Directions for this task: Repeat the full listing, word for word.

Material:
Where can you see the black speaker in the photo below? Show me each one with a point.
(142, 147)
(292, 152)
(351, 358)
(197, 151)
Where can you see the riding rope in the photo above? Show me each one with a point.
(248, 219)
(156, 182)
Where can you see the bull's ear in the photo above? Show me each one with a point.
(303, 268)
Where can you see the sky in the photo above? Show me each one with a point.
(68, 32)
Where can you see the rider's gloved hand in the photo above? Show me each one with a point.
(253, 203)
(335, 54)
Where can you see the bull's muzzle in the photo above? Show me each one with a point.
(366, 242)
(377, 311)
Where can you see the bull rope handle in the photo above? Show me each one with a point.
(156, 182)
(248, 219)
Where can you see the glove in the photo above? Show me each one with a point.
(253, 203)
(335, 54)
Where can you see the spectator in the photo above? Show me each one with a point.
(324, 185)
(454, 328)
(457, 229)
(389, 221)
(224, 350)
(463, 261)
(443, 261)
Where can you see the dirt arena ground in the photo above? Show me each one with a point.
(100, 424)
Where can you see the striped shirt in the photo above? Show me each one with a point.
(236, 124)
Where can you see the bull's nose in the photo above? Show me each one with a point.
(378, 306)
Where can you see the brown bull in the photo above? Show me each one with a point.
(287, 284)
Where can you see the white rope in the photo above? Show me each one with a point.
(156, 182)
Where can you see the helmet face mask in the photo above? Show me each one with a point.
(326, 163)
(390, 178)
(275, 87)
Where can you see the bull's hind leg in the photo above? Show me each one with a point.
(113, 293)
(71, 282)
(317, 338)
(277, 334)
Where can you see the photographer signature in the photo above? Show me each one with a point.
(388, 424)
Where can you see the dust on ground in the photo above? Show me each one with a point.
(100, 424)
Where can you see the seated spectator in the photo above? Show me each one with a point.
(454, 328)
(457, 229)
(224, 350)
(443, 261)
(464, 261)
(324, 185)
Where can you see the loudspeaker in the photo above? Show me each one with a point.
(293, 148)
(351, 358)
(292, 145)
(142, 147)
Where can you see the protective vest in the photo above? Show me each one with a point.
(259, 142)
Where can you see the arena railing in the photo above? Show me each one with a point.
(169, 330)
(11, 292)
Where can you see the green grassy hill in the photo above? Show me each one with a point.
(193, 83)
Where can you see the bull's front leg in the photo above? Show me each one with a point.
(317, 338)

Final result:
Where can you see the black speaker in the photo below? Show me each one with a point.
(142, 147)
(292, 152)
(351, 358)
(197, 151)
Where can you see the riding rope in the photo above? Show me each one with a point.
(248, 219)
(156, 182)
Where can you see the bull's ear in the photo above? Show me each one with a point.
(303, 268)
Where can you see the sky in the photo above? Show me each one with a point.
(68, 32)
Where can you see the rider's gloved hand in the photo above? Show me each one with a point.
(253, 203)
(335, 54)
Where can you see the bull's muzzle in the photo above? Show me each one with a point.
(366, 242)
(377, 311)
Where can you see the bull rope handle in the photo above? Show me each one with a point.
(156, 182)
(248, 219)
Where can you see the glove in the photo above? Show me each one with a point.
(253, 203)
(335, 54)
Where can you see the spectator in the photo above? Show me each one with a point.
(324, 185)
(454, 328)
(457, 229)
(389, 221)
(224, 350)
(463, 261)
(443, 261)
Where can you see the dirt arena ground in the photo above? Show me each one with a point.
(100, 424)
Where can you see the striped shirt in the photo above? Show me each one with a point.
(236, 124)
Where can you see the bull's nose in the photo above? Show me each one with a point.
(378, 306)
Where can you see the brown bull in the photo above? Show me each one with a point.
(287, 284)
Where can you see the white rope in the photo above? Show me each one with a point.
(156, 182)
Where can you see the helmet face mask in the photo above? Show me each one with a point.
(326, 163)
(390, 178)
(275, 87)
Where can you see the bull's hind leg in the photo above? Show me each one with a point.
(113, 293)
(71, 282)
(317, 338)
(277, 334)
Where can you see the photographer signature in the photo above? Show me each one with a point.
(388, 424)
Where can you see the dust on ground in the photo above? Show me each one with a point.
(100, 424)
Where can you see the seated spectator in the photo above? Show me each one with a point.
(454, 328)
(457, 229)
(224, 350)
(443, 261)
(464, 261)
(324, 185)
Where can you see the loudspeaker in the photo above? Show me each one with a point.
(293, 148)
(351, 358)
(292, 145)
(142, 147)
Where can you see the protective vest in the photo above? Show me each one with a point.
(259, 142)
Where can you see the arena railing in the photo above? Show me each one with a point.
(169, 330)
(11, 292)
Where can you see the green grassy hill in the photo above? Show me each one with a point.
(193, 83)
Where can you see the bull's front leg in the photo above? Show me each one with a point.
(317, 338)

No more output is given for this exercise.